What the task requires: Pick the lines holding the string "water" out of the records and copy them.

Records supplied:

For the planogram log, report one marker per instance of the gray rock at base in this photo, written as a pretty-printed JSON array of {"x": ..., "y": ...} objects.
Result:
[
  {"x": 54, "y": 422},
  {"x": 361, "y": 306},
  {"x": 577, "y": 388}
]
* * *
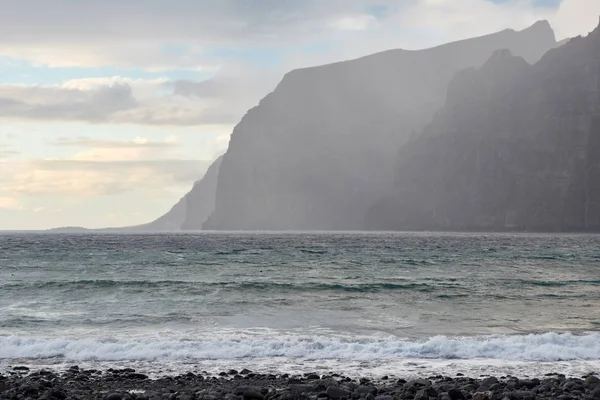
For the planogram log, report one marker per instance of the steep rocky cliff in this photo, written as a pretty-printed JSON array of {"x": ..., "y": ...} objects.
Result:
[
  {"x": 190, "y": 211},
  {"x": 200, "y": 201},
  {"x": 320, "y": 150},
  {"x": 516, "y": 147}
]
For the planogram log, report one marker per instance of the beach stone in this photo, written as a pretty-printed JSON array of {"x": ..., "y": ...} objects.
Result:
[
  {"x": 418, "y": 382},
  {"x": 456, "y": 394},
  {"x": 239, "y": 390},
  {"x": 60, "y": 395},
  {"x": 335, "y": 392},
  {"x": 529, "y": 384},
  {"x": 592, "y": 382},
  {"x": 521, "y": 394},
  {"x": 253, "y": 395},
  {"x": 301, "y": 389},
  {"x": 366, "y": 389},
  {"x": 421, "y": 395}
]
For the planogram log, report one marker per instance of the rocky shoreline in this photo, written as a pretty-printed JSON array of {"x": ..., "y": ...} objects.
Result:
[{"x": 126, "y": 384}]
---
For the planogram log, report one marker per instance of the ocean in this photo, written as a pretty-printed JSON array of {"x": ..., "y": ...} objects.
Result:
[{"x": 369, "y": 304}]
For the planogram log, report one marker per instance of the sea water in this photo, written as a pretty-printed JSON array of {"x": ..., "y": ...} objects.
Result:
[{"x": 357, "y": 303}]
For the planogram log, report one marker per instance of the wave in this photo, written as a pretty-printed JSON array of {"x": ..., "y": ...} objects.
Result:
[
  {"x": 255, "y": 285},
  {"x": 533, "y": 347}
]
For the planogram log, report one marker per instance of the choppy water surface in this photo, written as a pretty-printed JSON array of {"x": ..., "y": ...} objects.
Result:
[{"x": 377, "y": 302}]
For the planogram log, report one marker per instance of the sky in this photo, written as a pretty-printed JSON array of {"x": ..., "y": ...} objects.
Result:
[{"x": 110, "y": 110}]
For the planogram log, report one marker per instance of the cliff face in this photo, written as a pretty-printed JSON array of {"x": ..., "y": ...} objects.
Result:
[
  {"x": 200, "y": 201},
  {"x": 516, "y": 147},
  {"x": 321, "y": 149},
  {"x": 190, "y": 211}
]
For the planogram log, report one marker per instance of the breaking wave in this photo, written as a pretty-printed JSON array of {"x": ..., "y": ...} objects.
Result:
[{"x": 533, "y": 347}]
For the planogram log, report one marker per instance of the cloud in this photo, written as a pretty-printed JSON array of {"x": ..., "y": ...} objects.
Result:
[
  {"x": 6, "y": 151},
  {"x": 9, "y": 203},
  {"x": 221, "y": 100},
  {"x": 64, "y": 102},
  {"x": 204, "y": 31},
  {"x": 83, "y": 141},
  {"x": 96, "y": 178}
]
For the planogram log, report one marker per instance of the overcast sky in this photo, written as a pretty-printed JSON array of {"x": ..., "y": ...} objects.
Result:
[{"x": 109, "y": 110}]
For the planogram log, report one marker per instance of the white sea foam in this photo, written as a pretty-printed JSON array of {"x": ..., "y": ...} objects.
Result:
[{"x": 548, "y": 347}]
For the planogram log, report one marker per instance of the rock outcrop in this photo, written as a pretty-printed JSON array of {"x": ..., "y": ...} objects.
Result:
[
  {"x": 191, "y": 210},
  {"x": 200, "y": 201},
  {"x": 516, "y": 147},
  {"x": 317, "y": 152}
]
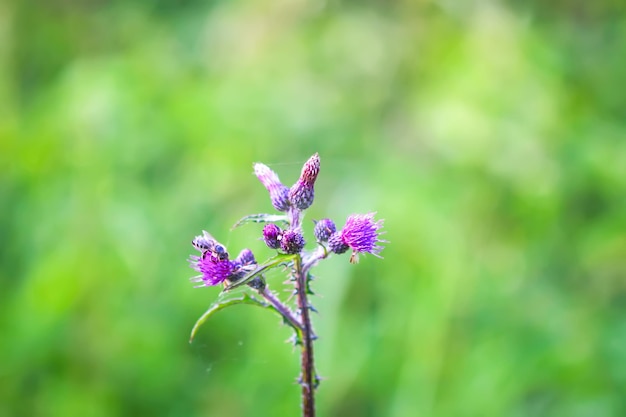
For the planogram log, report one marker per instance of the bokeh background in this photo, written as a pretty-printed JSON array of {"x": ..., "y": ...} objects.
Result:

Expected answer:
For the planogram log, report one marker per instance of the sea water in this photo, written as a pretty-printed JSON array of {"x": ..., "y": ...} objects.
For the planogram log, report one marker per instance of the choppy water surface in this photo, written as a pretty-printed JSON array of {"x": ..., "y": ...} objects.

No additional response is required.